Exercise prompt.
Count the lines in the records below that contain the word "small", and give only that number.

Data to process.
.....

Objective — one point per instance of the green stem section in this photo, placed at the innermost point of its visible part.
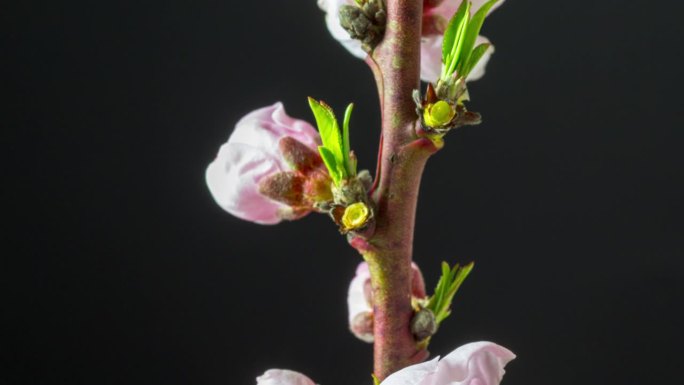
(396, 65)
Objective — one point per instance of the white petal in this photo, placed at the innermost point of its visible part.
(332, 21)
(283, 377)
(263, 128)
(233, 179)
(477, 363)
(419, 374)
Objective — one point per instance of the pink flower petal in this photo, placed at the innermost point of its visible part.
(413, 375)
(263, 128)
(283, 377)
(233, 179)
(251, 154)
(477, 363)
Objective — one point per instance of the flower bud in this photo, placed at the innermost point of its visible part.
(438, 114)
(431, 43)
(269, 169)
(423, 324)
(360, 300)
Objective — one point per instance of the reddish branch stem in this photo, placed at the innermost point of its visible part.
(396, 66)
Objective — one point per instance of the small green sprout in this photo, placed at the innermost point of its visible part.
(459, 54)
(335, 150)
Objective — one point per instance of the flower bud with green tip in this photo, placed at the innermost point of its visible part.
(443, 107)
(351, 209)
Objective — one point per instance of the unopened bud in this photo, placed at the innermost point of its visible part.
(439, 114)
(423, 324)
(285, 187)
(298, 155)
(355, 216)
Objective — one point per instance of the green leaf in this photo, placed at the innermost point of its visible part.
(453, 38)
(351, 168)
(447, 286)
(329, 129)
(475, 57)
(331, 164)
(472, 31)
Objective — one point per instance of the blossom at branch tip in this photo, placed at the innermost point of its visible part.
(283, 377)
(269, 169)
(360, 300)
(435, 20)
(477, 363)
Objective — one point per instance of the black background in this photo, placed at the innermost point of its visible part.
(118, 267)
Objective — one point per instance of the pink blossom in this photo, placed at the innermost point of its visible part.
(283, 377)
(251, 155)
(360, 300)
(431, 44)
(477, 363)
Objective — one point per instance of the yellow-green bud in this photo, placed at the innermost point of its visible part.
(438, 114)
(355, 216)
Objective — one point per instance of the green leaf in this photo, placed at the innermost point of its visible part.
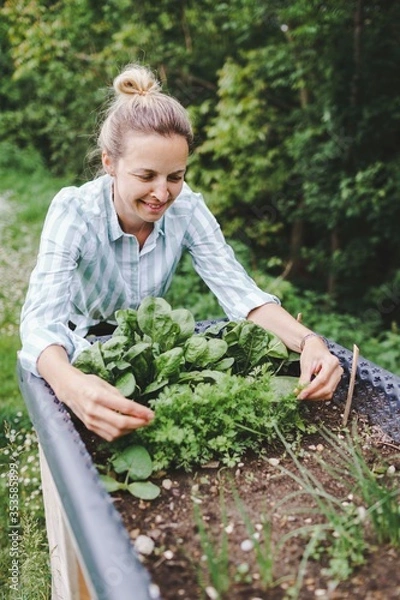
(185, 320)
(127, 323)
(224, 364)
(215, 350)
(135, 461)
(195, 347)
(135, 350)
(154, 318)
(168, 363)
(91, 360)
(155, 386)
(144, 490)
(126, 384)
(111, 484)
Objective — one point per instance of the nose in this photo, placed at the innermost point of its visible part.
(160, 191)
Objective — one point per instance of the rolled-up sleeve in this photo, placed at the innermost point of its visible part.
(215, 262)
(45, 314)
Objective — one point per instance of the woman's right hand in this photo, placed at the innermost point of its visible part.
(99, 405)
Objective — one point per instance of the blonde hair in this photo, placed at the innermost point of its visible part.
(139, 105)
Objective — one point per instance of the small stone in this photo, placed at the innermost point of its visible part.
(247, 545)
(134, 533)
(212, 593)
(144, 545)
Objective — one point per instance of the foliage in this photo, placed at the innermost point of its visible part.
(220, 420)
(155, 346)
(296, 113)
(135, 463)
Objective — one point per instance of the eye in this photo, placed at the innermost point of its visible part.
(175, 178)
(147, 177)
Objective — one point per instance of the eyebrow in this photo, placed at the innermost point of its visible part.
(151, 171)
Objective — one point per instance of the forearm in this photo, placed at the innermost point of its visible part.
(276, 319)
(54, 366)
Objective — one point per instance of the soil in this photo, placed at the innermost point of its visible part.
(268, 494)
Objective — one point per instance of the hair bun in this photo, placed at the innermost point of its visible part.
(136, 80)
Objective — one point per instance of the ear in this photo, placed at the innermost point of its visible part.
(108, 163)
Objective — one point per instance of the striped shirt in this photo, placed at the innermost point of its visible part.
(88, 268)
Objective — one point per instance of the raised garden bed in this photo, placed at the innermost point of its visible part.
(103, 530)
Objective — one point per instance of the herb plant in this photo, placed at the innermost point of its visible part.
(155, 346)
(215, 394)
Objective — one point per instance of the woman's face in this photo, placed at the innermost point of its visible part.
(147, 177)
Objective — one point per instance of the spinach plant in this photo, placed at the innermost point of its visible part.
(155, 346)
(135, 464)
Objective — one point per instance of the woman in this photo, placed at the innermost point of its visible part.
(118, 238)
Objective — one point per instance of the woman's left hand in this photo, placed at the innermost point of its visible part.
(320, 371)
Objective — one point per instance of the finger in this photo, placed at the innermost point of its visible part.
(110, 424)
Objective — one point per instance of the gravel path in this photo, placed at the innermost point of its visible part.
(17, 258)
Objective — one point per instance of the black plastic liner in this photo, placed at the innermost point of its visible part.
(104, 545)
(105, 548)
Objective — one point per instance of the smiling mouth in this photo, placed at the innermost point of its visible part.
(154, 206)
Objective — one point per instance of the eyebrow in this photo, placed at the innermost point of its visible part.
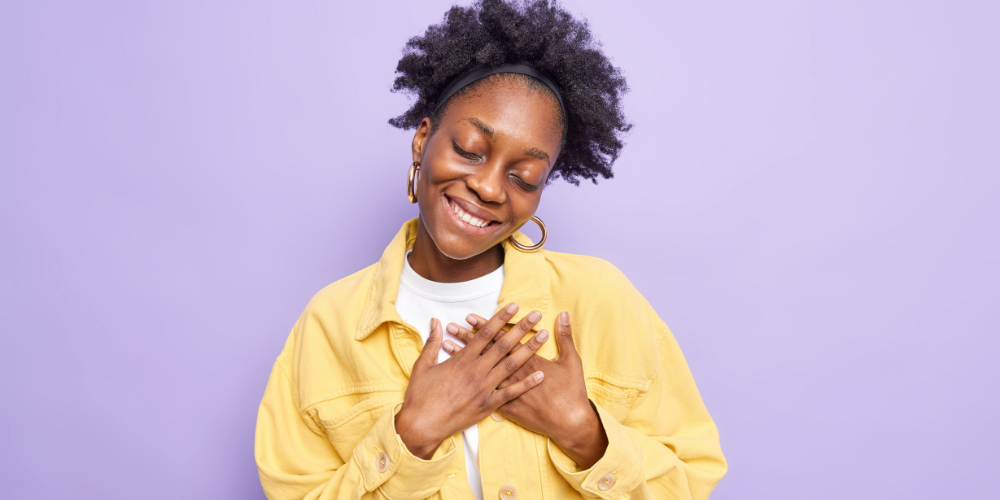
(533, 152)
(481, 126)
(537, 153)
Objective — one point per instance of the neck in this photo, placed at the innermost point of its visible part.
(428, 261)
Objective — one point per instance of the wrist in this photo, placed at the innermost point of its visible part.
(585, 440)
(418, 442)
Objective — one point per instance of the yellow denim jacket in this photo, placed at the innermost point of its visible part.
(325, 424)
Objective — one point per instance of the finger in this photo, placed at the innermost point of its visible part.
(504, 344)
(502, 396)
(564, 339)
(428, 356)
(488, 329)
(512, 363)
(465, 335)
(460, 332)
(475, 319)
(451, 347)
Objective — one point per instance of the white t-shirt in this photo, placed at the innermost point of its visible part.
(421, 299)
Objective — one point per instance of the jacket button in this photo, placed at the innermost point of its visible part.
(606, 482)
(382, 462)
(508, 492)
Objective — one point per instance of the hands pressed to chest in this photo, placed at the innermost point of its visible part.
(496, 372)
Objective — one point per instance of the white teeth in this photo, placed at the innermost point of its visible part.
(468, 219)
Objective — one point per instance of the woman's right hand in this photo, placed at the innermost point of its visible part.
(446, 398)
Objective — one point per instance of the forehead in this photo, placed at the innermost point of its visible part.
(514, 106)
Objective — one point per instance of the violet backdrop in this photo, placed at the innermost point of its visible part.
(809, 199)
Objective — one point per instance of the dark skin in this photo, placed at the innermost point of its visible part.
(489, 157)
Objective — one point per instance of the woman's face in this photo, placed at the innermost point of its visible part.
(483, 170)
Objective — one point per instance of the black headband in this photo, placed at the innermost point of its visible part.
(477, 74)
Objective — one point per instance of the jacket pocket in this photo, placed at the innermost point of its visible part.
(348, 417)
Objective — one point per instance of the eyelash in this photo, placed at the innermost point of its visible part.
(472, 156)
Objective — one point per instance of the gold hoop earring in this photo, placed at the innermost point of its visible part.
(411, 191)
(537, 246)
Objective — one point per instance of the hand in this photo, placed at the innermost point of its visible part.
(445, 398)
(560, 409)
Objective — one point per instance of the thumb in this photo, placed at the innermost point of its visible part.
(428, 357)
(564, 338)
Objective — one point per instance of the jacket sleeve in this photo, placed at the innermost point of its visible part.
(297, 461)
(666, 448)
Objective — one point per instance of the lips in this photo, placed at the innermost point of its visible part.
(462, 214)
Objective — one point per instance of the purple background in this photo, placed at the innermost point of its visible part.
(809, 199)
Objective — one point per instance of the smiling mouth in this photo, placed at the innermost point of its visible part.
(469, 219)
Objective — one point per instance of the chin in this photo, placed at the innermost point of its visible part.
(458, 248)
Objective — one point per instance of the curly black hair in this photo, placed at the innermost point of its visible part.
(541, 33)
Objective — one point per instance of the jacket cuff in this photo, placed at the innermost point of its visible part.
(387, 464)
(616, 473)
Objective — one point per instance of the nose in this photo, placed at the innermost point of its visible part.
(487, 183)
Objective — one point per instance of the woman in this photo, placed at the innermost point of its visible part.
(431, 373)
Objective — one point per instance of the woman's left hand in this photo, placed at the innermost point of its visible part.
(558, 409)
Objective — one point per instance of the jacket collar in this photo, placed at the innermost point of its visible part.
(525, 281)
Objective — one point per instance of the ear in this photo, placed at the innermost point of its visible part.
(420, 138)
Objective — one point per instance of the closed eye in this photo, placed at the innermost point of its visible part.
(463, 153)
(523, 183)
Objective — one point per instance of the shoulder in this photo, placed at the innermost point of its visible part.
(330, 316)
(589, 278)
(615, 328)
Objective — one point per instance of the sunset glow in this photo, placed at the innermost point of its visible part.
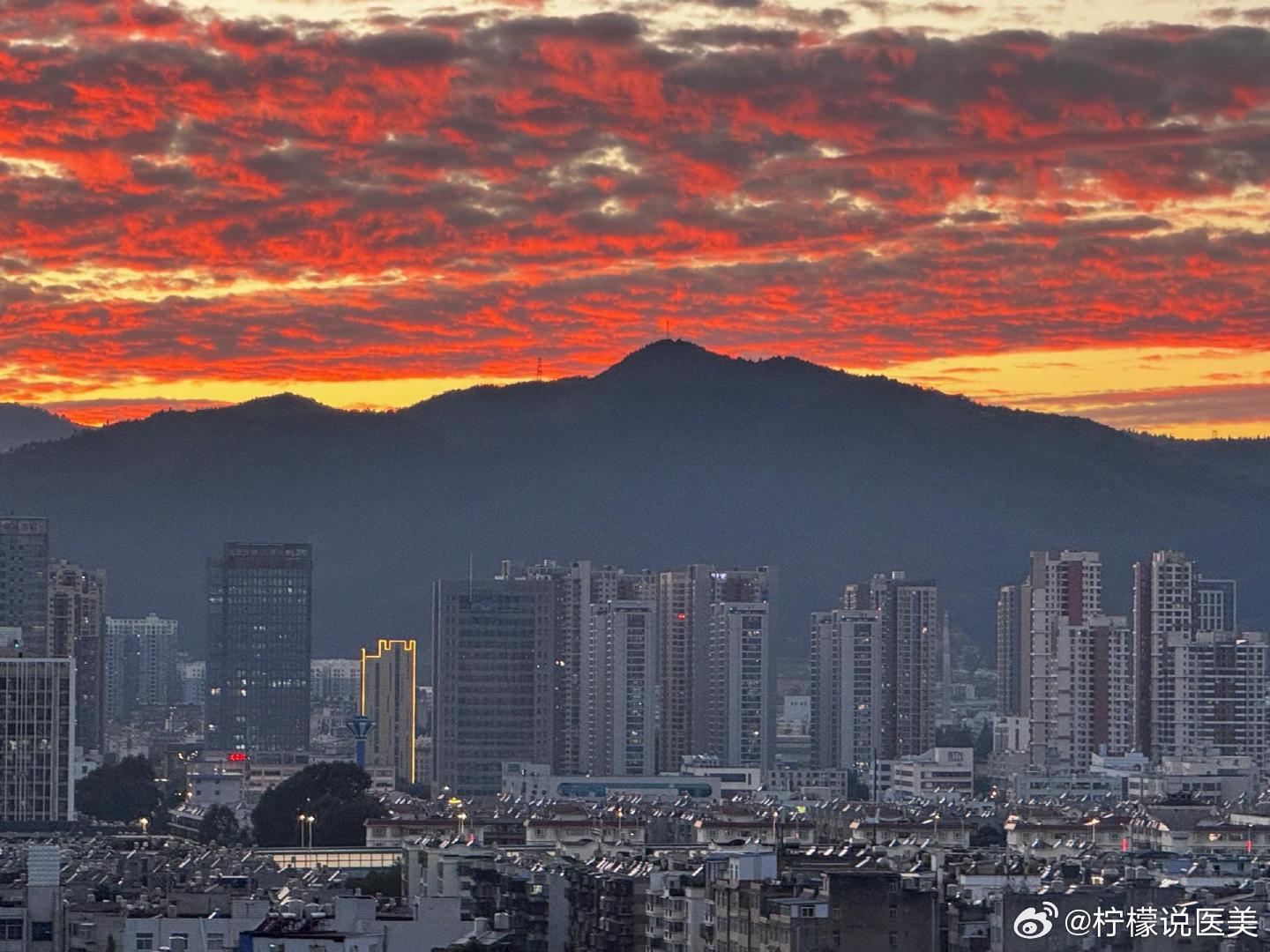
(1056, 211)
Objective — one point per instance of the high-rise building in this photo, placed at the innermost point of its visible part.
(577, 587)
(37, 726)
(75, 628)
(1013, 652)
(390, 698)
(686, 600)
(741, 710)
(1215, 606)
(25, 577)
(846, 686)
(335, 681)
(911, 626)
(1214, 703)
(1091, 707)
(493, 671)
(1171, 605)
(259, 628)
(192, 680)
(619, 689)
(1064, 588)
(140, 663)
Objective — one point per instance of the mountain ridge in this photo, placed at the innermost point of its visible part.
(673, 455)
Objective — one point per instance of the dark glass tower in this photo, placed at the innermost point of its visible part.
(23, 579)
(493, 675)
(259, 614)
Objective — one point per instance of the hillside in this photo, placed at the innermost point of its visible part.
(23, 424)
(675, 455)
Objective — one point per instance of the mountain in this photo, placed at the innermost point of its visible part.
(675, 455)
(23, 424)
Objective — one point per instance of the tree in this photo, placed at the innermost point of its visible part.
(124, 791)
(989, 836)
(219, 825)
(334, 793)
(383, 882)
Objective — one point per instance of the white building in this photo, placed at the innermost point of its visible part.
(617, 716)
(1091, 703)
(940, 772)
(335, 681)
(846, 683)
(38, 732)
(192, 677)
(741, 715)
(1064, 588)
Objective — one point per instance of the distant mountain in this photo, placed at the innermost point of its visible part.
(675, 455)
(23, 424)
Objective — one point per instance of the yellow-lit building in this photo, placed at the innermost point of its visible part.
(390, 700)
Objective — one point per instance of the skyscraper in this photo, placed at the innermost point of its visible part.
(1218, 704)
(684, 661)
(493, 671)
(1064, 588)
(37, 724)
(140, 663)
(75, 628)
(741, 714)
(846, 687)
(686, 600)
(1199, 683)
(576, 588)
(909, 628)
(390, 698)
(1091, 706)
(1013, 652)
(23, 577)
(259, 605)
(619, 689)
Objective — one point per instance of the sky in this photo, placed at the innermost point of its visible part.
(1054, 206)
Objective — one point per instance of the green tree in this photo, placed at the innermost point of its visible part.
(384, 882)
(219, 825)
(124, 791)
(989, 836)
(335, 793)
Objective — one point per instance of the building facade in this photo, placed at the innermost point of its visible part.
(390, 698)
(25, 577)
(140, 663)
(846, 687)
(619, 689)
(75, 628)
(493, 680)
(741, 695)
(259, 600)
(37, 721)
(911, 628)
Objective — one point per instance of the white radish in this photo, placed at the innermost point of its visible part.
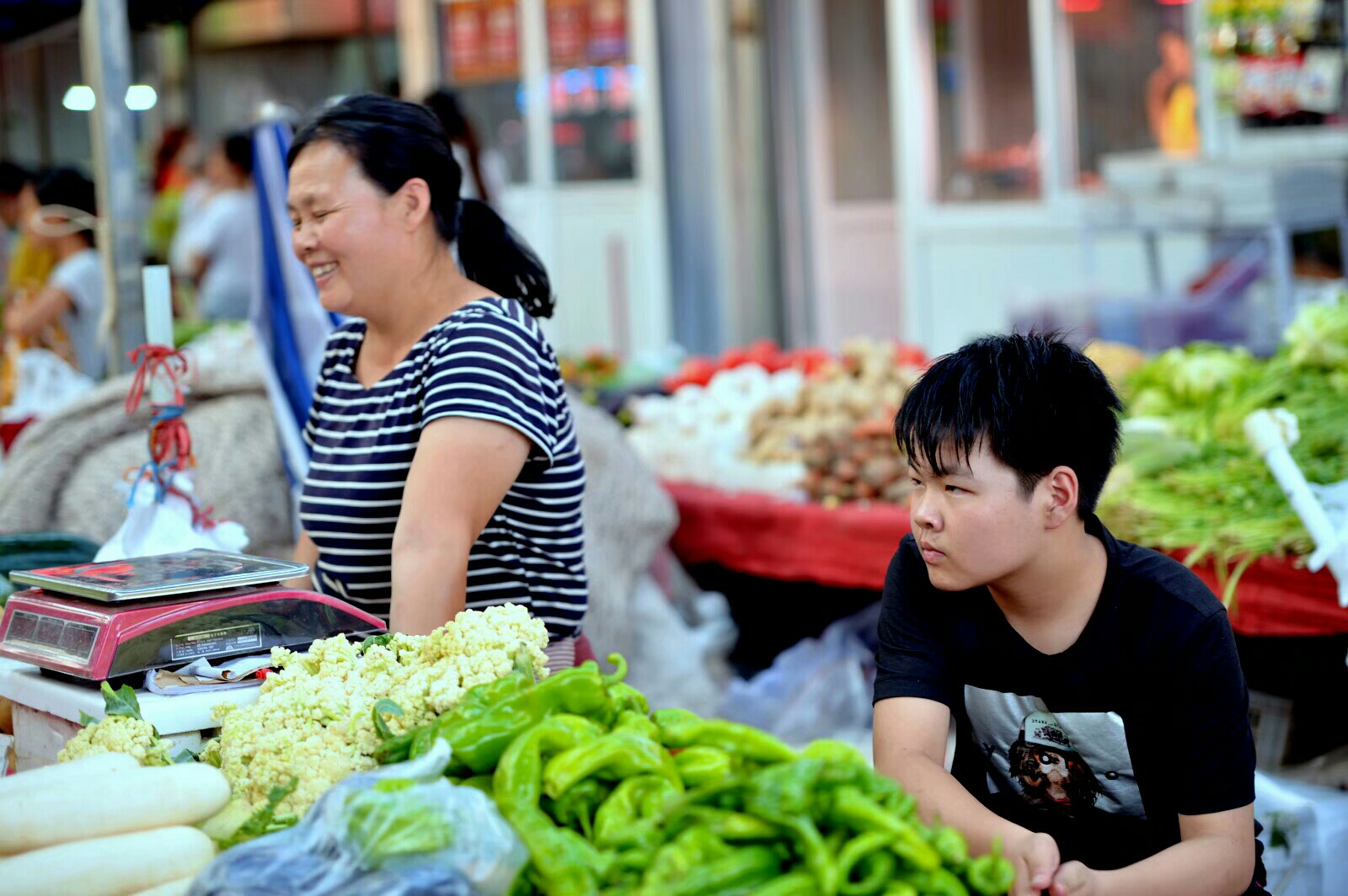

.....

Worked answer.
2